::: Dataset records :::
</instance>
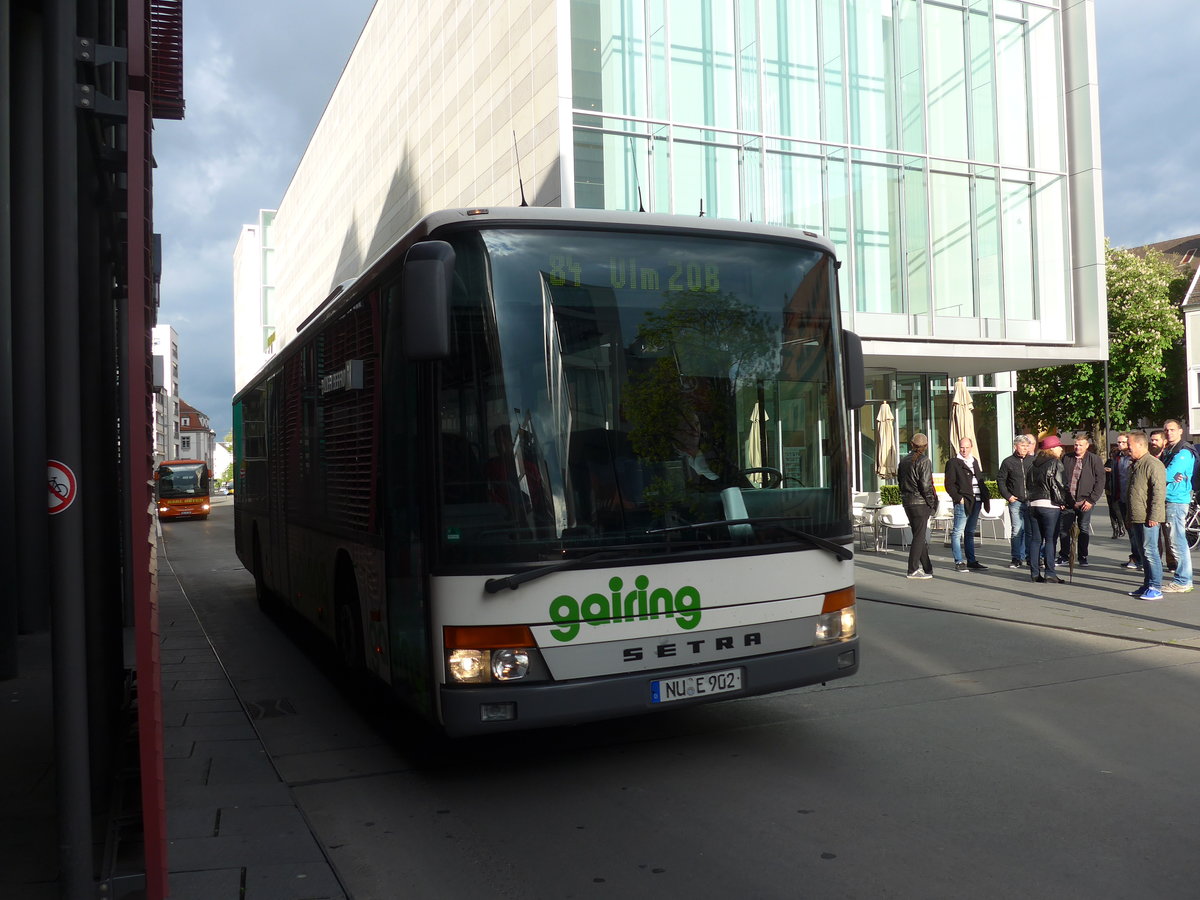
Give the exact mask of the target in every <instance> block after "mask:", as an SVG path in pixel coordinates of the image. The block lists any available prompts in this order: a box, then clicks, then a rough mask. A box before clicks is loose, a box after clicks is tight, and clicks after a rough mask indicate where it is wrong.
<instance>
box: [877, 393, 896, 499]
mask: <svg viewBox="0 0 1200 900" xmlns="http://www.w3.org/2000/svg"><path fill="white" fill-rule="evenodd" d="M875 449H876V452H875V474H876V475H878V476H880V478H881V479H884V480H887V479H889V478H895V474H896V463H898V451H896V430H895V416H894V415H892V407H889V406H888V402H887V401H886V400H884V401H883V402H882V403H881V404H880V412H878V414H877V415H876V416H875Z"/></svg>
:::
The task >>
Please copy all the rows above word for word, leaving out the pictures.

Response box >>
</instance>
Give the exact mask of the target in every <instance> block after "mask:", as an SVG path in pixel coordinates of the image. The block lists any available prompts in this order: a box, then clicks, then a rough mask. A box before clicks is loose, a box after clicks is tight, and clicks after a rough mask indicate where it is wrong.
<instance>
box: [877, 393, 896, 499]
mask: <svg viewBox="0 0 1200 900" xmlns="http://www.w3.org/2000/svg"><path fill="white" fill-rule="evenodd" d="M875 449H876V452H875V474H876V475H878V476H880V478H881V479H884V480H887V479H889V478H895V474H896V463H898V451H896V430H895V416H894V415H892V407H889V406H888V402H887V401H886V400H884V401H883V402H882V403H881V404H880V412H878V414H877V415H876V416H875Z"/></svg>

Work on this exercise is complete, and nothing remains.